> _Your goal_: Begin at the line that contains "Spot all occurrences of green" and stop after the line that contains "35 1059 896 1341". Write those rows out again with their requests, and shift every answer bounding-box coordinate by adding 90, leaving the requests and their sample coordinates unchanged.

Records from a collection
---------------
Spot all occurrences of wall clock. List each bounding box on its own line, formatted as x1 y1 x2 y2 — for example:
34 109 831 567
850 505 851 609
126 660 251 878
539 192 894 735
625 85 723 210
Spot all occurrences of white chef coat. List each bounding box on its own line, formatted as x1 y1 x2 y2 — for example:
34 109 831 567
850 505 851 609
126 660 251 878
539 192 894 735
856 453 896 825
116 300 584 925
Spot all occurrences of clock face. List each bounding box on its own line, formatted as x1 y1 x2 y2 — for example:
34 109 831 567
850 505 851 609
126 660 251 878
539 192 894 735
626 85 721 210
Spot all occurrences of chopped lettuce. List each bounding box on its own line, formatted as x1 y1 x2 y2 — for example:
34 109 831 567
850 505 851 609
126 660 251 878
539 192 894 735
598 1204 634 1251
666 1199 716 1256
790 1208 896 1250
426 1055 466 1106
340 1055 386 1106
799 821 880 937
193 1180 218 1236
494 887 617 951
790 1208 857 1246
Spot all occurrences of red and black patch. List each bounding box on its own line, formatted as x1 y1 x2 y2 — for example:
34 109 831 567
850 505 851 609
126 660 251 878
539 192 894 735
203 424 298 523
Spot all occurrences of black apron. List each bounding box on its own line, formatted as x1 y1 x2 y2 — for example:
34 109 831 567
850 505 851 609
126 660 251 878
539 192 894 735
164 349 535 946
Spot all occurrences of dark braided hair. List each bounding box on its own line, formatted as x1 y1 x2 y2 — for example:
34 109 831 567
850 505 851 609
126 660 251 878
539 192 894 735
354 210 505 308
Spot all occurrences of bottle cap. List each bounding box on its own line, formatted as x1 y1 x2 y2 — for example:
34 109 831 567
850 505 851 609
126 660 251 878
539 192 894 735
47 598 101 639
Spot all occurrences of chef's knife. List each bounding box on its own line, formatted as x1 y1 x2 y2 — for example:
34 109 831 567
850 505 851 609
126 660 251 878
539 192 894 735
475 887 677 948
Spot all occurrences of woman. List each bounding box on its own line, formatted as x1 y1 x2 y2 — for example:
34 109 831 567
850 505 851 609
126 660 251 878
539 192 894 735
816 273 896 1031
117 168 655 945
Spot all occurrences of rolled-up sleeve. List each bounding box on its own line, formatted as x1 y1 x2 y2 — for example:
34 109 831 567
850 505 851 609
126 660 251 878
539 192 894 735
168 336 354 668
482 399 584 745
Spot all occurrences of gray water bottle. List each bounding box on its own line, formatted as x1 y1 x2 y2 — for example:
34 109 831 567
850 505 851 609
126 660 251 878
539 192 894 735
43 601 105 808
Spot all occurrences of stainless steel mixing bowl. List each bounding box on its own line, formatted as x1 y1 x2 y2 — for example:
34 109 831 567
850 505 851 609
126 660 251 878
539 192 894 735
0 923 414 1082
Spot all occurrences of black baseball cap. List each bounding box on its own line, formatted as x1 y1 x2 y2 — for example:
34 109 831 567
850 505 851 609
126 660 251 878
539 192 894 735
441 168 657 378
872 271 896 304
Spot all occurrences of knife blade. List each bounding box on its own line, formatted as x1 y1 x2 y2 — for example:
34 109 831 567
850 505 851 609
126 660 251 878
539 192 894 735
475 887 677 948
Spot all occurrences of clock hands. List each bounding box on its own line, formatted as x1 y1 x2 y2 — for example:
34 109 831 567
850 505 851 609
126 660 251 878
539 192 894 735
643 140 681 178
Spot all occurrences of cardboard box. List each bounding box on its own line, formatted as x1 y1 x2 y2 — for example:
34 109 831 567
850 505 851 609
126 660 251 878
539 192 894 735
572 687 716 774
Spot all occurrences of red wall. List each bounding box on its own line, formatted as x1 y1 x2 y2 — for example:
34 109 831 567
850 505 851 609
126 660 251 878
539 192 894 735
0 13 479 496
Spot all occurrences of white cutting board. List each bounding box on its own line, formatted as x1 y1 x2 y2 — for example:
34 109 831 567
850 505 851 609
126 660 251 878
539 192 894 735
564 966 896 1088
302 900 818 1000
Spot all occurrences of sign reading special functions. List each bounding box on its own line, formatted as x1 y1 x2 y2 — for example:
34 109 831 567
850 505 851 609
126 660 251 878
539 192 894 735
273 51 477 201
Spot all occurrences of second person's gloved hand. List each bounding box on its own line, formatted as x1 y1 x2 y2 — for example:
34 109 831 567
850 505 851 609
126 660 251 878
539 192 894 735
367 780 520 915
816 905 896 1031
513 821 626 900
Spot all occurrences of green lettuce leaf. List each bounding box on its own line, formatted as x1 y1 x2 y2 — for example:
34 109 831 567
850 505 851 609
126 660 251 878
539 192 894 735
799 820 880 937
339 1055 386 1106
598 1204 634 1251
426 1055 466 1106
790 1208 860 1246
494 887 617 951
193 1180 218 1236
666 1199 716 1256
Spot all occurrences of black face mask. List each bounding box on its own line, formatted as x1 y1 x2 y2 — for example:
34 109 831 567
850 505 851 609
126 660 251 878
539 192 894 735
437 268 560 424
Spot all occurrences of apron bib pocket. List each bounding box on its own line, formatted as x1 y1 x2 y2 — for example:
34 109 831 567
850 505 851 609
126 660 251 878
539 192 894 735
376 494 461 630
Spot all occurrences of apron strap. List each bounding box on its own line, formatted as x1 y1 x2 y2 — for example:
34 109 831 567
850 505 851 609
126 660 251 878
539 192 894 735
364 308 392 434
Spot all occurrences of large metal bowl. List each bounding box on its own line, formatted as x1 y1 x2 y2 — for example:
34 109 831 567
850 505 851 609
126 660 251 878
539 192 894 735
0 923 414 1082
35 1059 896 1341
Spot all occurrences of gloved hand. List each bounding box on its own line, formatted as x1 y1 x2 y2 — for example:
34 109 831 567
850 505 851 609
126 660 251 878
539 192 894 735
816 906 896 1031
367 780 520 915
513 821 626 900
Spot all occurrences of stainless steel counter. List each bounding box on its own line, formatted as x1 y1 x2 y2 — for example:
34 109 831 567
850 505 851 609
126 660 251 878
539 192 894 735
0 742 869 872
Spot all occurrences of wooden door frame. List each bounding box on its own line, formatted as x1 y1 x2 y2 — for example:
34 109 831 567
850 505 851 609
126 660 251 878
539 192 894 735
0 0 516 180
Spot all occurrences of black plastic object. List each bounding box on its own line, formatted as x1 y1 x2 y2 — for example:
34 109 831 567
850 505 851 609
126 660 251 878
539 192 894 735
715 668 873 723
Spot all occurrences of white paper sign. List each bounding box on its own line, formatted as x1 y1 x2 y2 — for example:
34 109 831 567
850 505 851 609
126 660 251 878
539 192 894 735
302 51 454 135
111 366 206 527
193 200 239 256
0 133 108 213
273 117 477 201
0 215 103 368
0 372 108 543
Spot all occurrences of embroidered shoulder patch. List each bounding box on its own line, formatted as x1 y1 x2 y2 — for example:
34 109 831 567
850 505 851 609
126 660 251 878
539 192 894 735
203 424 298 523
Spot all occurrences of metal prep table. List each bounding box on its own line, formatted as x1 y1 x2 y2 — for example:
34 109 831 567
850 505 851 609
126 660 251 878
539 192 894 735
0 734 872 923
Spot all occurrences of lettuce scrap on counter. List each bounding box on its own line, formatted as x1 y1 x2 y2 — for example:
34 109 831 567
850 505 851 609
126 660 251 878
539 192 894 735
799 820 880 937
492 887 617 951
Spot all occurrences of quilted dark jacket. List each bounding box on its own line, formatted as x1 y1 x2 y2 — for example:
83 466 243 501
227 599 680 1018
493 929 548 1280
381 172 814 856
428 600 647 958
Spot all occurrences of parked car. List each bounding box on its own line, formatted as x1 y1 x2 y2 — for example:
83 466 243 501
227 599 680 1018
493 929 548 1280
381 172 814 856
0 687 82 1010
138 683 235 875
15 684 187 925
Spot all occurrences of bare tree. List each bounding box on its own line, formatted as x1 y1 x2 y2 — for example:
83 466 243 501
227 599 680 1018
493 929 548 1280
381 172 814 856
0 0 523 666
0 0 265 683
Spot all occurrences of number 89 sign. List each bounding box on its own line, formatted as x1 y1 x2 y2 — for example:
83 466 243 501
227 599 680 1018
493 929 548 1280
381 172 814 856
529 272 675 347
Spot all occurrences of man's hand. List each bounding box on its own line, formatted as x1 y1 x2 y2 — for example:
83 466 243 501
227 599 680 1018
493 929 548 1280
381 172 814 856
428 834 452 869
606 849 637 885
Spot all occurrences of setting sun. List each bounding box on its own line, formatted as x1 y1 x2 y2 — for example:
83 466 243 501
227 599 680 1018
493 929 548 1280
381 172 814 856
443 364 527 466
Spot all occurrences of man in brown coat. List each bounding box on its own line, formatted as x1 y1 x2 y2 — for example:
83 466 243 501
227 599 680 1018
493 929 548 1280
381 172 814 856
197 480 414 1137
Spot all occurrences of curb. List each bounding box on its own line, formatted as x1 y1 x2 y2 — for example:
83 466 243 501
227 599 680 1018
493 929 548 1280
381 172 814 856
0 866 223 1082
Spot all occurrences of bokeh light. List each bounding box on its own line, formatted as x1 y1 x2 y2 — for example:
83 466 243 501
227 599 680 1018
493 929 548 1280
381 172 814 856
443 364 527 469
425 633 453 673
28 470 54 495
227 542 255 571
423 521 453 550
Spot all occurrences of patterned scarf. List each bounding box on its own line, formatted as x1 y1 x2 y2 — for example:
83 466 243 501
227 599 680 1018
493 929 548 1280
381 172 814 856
---------------
> _The solution_:
Spot all occurrences of green lettuce leaf. List each bounding box on its own line, formatted as x1 y1 x2 y2 — for example:
34 109 831 567
850 505 851 609
126 660 251 878
539 192 894 735
889 910 970 1027
429 1145 476 1196
688 1294 724 1341
516 1145 556 1196
880 1298 950 1336
584 977 707 1041
283 1270 308 1326
756 1289 806 1346
Spot all occurrences of black face mask. List each bounding box on its own line, formatted as x1 y1 x2 y2 — for example:
34 109 831 567
850 505 851 609
126 660 251 878
539 192 894 735
527 358 650 514
Spot all occurrences of apron bib pocket. List each bounding box on its own line, formatted as x1 y1 x2 y2 — for example:
34 109 831 567
850 505 851 609
126 660 251 878
539 192 894 735
466 584 551 720
Spot all occurrences of apron strap. List each bounding box on its own line, formatted as x1 y1 x2 y2 — for example:
34 109 831 567
850 505 851 609
126 660 251 878
539 192 894 735
454 398 482 524
Spot all occurrences of large metal bowl. List each bounding box on its own line, formatted as x1 y1 x2 y2 — for example:
34 109 831 567
850 505 851 609
126 660 251 878
539 192 894 735
90 1013 504 1172
125 1149 986 1431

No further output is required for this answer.